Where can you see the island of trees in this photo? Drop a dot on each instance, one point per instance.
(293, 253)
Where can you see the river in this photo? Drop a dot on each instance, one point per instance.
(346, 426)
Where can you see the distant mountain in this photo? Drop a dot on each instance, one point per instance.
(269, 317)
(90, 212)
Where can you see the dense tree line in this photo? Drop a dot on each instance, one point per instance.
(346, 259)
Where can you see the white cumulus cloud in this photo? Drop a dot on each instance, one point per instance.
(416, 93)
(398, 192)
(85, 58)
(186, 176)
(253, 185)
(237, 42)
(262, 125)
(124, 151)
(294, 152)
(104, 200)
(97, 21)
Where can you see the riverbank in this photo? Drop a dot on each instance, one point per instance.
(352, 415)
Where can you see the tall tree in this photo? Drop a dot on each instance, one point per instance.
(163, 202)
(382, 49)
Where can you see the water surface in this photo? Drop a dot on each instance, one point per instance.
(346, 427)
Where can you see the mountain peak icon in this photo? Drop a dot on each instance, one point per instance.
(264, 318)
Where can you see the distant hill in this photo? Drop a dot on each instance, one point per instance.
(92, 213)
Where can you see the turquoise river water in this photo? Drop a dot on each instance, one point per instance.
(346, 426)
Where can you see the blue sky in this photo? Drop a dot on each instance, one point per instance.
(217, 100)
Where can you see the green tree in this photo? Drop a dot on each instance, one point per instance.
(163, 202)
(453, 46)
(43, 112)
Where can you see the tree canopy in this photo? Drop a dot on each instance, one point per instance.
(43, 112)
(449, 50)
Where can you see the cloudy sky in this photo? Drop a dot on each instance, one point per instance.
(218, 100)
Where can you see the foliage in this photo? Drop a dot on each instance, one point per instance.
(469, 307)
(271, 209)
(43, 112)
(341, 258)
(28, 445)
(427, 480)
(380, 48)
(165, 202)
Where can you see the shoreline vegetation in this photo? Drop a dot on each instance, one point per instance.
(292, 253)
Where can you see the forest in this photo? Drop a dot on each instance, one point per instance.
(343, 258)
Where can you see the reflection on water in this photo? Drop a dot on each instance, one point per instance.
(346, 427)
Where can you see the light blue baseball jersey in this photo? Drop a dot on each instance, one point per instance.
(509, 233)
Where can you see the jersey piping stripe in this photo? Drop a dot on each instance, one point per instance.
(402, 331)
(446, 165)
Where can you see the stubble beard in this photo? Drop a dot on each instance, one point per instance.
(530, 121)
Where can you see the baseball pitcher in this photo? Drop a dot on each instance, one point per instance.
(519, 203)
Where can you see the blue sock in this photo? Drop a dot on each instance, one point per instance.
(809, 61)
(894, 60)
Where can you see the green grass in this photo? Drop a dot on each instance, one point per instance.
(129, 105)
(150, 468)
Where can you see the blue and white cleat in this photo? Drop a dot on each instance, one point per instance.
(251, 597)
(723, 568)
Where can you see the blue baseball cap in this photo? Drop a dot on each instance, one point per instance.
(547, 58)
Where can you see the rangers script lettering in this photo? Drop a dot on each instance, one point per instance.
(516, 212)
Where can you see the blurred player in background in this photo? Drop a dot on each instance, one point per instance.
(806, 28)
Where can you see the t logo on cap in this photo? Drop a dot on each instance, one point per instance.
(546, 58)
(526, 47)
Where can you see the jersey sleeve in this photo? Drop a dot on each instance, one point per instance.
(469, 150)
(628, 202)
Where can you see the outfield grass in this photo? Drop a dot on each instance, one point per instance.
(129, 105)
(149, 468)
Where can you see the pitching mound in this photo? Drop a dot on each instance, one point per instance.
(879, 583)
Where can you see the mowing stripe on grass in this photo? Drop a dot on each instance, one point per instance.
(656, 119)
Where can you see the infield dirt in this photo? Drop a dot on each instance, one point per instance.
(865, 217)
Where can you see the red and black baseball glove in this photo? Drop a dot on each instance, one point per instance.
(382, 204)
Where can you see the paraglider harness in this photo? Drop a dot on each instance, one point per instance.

• Problem statement
Exactly as written above, please repeat the entries.

• Solution below
Where can you see the island of trees in this photo? Drop a dot on each instance, one point per instance.
(293, 253)
Where can you see the river in this photo? Drop a dot on each instance, one point per instance.
(346, 426)
Where can you see the distant mountain in this photo? Drop a dot on each instance, one point per instance.
(269, 317)
(90, 212)
Where can you see the dense tree line in this photo? Drop a dot on each instance, one point per instance.
(346, 259)
Where can you see the white cumulus cloud in this photo? Drop a dot on each instance, one point per instance.
(416, 93)
(398, 192)
(85, 58)
(186, 176)
(253, 185)
(237, 42)
(262, 125)
(124, 151)
(294, 152)
(104, 200)
(97, 21)
Where can you see the riverbank in this photo? Drop a dot on each instance, one point per instance.
(352, 415)
Where can you see the tall tree in this photo? Drop a dot on each instance, one point per instance.
(163, 202)
(382, 49)
Where can you see the water surface in this photo? Drop a dot on each instance, one point per instance.
(346, 427)
Where can you see the mountain peak icon in this photo? Drop a dot on each instance, one point per instance.
(264, 318)
Where can you see the distant hill in this photo? Drop a dot on each instance, one point per instance.
(92, 213)
Where can you see the turquoise river water in this photo? Drop a dot on each instance, one point per instance.
(346, 426)
Where can you see the blue sky in this photo? Drop a dot on each instance, one point per instance.
(217, 100)
Where can you see the green tree in this photo? Drop a dot on each instance, one point per instance.
(163, 202)
(453, 46)
(43, 112)
Where can you see the tree canopy in this photo? Drop a dot on each instance, one point per instance.
(43, 112)
(449, 50)
Where can you see the cloudy sky in this photo? Drop a dot on each instance, one point per instance.
(218, 100)
Where can you see the foliage in this photo? Drop a dot on each instance, one point per instance.
(469, 307)
(271, 209)
(43, 112)
(341, 258)
(28, 445)
(427, 480)
(380, 48)
(165, 202)
Where can you see the shoreline vegetation in this photo? Drop a dot on each instance, one point per instance.
(292, 253)
Where can you see the forest in this photo? Drop a dot on each instance, one point per instance.
(343, 258)
Where can you see the reflection on water in this photo? Drop a dot on each instance, one point per instance.
(346, 427)
Where can you see the light blue baseball jersey in this photo? Drop a dot on each instance, one point per instance.
(509, 233)
Where can you see the jersey piping stripe in this photo? Drop a dot on each instance, one point per instance.
(402, 331)
(446, 165)
Where can you see the stubble beard in this photo? Drop a dot on each instance, one point per instance.
(530, 121)
Where can you see the baseball pitcher in this photo? Drop a dot on each instance, one point per instance.
(519, 203)
Where can you see the blue sock in this photo? Drop a dot on each instance, one point per instance.
(809, 61)
(894, 60)
Where can you see the green grass in this photo? Drop a dot on each instance, one point per instance.
(129, 105)
(150, 468)
Where can you see the blue and white cleat in this photo? Drop a dot on each instance, one point per instance.
(251, 597)
(723, 568)
Where can you see the blue baseball cap in this photo? Drop a dot on each instance, one point per instance.
(547, 58)
Where can you see the rangers script lettering in this photo? Drop a dot on each instance, one point per instance.
(516, 212)
Where can you see the blurred player in background in this photo? Drop a dot on each instance, one point per instance.
(806, 28)
Where can you see the t logo on cap in this photo? Drop a dot on each instance, one point per instance.
(546, 58)
(526, 47)
Where can you see the jersey sleeve in this photo? Drop a dot on each instance, one point per instance.
(469, 150)
(628, 202)
Where can you see the outfield grass in this photo? Drop a dot on each instance, one point per instance.
(129, 105)
(149, 468)
Where can you see the pitching mound in this photo? Drop a dot on each instance, one point per instance.
(879, 583)
Where can you see the mowing stripe on grass in this photo? Drop a dot on each instance, one point per instance.
(656, 119)
Where can you see the infield dirt in this photo? Drop a dot on each instance, one point per instance.
(865, 217)
Where can you see the red and black baseball glove in this photo? Drop a dot on each instance, one point per instance.
(382, 204)
Where can you see the paraglider harness in this photo? Drop a dot on each instance, one point per instance.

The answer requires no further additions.